WHAT YOU WILL DO:
Below are some records; each one is to be set down again exactly.

Saved data entries
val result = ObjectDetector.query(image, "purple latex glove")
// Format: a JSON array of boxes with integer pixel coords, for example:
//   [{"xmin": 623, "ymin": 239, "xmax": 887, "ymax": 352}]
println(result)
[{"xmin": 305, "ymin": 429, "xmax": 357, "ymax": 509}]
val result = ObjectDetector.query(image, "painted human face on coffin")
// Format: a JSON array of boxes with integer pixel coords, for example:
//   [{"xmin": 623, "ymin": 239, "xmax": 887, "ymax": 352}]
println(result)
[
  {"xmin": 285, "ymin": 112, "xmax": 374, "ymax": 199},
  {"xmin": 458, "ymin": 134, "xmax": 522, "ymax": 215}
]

OUTPUT FOR THIS TASK:
val result = ObjectDetector.query(image, "purple latex glove")
// Format: a JSON array of boxes with integer pixel coords, for example:
//   [{"xmin": 623, "ymin": 239, "xmax": 887, "ymax": 352}]
println(result)
[{"xmin": 305, "ymin": 429, "xmax": 357, "ymax": 509}]
val result = ObjectDetector.query(image, "painted human face on coffin")
// Format: a JSON array of boxes with integer pixel coords, for example:
//   [{"xmin": 623, "ymin": 239, "xmax": 887, "ymax": 352}]
println(result)
[
  {"xmin": 285, "ymin": 112, "xmax": 374, "ymax": 199},
  {"xmin": 458, "ymin": 134, "xmax": 522, "ymax": 215}
]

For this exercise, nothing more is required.